== Goal ==
Begin at the line that contains "Exercise. Spot the gray recliner sofa" and write out every line through the end of the entries, keeping the wording unchanged and adding -68 to each x and y coordinate.

── Record extracts

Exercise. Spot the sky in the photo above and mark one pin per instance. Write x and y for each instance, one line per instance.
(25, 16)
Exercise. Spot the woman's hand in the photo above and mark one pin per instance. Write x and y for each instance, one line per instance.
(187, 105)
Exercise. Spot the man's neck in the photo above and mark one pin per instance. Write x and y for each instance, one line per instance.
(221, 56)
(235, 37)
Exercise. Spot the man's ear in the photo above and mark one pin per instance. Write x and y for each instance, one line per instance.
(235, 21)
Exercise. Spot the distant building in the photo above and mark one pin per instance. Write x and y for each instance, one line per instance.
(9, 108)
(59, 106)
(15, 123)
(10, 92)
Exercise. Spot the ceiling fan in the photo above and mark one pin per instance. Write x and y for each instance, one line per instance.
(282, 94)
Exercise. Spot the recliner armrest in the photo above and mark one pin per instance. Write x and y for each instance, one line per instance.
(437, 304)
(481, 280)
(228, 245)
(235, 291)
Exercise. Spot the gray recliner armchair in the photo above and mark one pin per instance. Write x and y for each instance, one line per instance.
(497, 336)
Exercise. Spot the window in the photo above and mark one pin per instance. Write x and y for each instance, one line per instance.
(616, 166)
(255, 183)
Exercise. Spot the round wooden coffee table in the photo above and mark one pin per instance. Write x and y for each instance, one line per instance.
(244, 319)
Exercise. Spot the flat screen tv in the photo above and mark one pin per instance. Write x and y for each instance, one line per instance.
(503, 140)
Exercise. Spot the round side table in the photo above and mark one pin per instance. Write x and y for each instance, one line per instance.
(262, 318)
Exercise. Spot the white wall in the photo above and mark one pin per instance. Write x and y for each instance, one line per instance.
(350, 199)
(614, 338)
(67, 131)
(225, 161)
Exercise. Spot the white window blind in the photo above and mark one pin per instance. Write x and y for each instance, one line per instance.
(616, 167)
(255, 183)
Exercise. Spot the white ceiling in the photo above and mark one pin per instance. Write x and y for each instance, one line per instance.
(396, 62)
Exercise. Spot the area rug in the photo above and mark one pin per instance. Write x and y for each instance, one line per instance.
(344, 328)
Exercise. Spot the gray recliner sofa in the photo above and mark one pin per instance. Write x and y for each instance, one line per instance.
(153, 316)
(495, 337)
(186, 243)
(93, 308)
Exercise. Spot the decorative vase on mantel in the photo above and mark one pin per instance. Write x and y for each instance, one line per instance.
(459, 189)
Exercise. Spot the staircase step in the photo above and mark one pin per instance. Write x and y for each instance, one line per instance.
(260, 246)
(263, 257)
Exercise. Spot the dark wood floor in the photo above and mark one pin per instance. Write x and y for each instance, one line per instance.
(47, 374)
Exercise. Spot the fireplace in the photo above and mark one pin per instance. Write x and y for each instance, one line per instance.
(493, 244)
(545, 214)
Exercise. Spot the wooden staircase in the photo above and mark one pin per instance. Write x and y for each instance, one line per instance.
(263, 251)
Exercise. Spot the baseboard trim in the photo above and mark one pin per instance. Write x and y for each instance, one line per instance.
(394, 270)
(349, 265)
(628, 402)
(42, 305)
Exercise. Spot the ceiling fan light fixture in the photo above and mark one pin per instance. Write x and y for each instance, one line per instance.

────

== Solution for this exercise ==
Exercise. Spot the gray recliner sofa in the photo above and mark one pin per instance. Write x and y for each instance, one line per instance.
(85, 248)
(427, 269)
(118, 175)
(25, 240)
Exercise. Spot the decorative vase on mantel in the photo above and mark one pin per instance. Write x and y for each instance, one line per instance.
(391, 121)
Exercise. Spot the staircase step in the photo above and mark one pin per instance. Write x and y for each instance, one line per instance.
(192, 178)
(195, 189)
Exercise. Spot the dark wood floor in the photo above and mark one pin per instance. Write x and y for each instance, one line per instance.
(-21, 306)
Exercise. Spot the fireplace in the photo above and mark one pin per instance. Write x and y for each instance, one line per instance.
(425, 176)
(477, 146)
Exercise. Spot the wooden staircase in the photo above and mark one pin per instance. Write x and y for each instance, one line per instance.
(195, 183)
Exercise. Spot the baseboard trim in the photo above and mark one pin per instance. Write x and y for each instance, one line per instance.
(326, 202)
(281, 197)
(560, 334)
(-26, 237)
Exercise. Spot the ceiling fan light fixture in the photo above and mark one pin per instance. Write x and y for each instance, one line per instance.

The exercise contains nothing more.